## Exercise details:
Copy verbatim everything from the line containing "of the worn" down to the final line of the data, both ends included.

## Record excerpts:
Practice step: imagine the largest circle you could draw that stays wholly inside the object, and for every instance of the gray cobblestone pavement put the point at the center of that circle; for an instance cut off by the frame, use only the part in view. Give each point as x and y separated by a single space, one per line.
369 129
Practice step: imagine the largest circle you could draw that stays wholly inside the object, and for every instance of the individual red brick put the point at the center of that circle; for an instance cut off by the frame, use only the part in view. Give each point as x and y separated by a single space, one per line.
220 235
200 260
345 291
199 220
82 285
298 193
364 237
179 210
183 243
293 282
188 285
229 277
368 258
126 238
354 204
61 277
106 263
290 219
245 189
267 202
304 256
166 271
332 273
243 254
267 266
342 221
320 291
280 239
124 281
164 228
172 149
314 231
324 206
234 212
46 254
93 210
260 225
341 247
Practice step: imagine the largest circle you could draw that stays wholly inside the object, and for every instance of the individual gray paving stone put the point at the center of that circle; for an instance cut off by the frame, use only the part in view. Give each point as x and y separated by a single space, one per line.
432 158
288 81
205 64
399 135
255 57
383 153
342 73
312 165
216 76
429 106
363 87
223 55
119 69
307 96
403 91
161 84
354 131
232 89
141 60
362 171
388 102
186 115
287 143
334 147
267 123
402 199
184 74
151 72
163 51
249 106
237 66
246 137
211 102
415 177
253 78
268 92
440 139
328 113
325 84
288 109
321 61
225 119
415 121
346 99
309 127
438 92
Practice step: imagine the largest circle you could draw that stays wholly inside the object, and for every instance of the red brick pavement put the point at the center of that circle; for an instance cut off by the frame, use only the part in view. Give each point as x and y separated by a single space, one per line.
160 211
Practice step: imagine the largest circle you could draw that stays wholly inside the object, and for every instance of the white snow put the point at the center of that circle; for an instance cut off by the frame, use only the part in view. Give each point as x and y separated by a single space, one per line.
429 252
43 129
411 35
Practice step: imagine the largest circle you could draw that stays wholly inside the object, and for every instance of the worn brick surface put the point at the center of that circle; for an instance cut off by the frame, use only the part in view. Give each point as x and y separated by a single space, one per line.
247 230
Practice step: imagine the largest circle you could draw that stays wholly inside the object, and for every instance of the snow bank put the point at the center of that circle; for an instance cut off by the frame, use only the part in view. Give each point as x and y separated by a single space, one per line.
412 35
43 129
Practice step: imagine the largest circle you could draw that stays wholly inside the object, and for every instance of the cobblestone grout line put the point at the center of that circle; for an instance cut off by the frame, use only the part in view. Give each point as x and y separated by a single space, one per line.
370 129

## Task result:
Practice step: imagine the largest circle you could draw that stays wholly inside the object, and for every instance of the worn brick surface put the point at the center of that circle; for an instance cut off by the frame, use only the part in view. Give each point as x and y separated by a single space, one per line.
247 230
Practice step: imagine the largest circle you could draw that stays wholly inside the object, and for every instance of the snow bank put the point at the center of that circle; for an instance cut off by the frame, use only the part in view. Give each point as x and y separated by a single space, one per line.
412 35
43 129
Practice step: imagine the largest circle you could draw that stays wholly inside the object, and for every instance of the cobblestone grout line put the point at the center of that circle; for an instance cut off by the frame, use only the part in view. Give each point as x and y separated by a single space, one per line.
370 129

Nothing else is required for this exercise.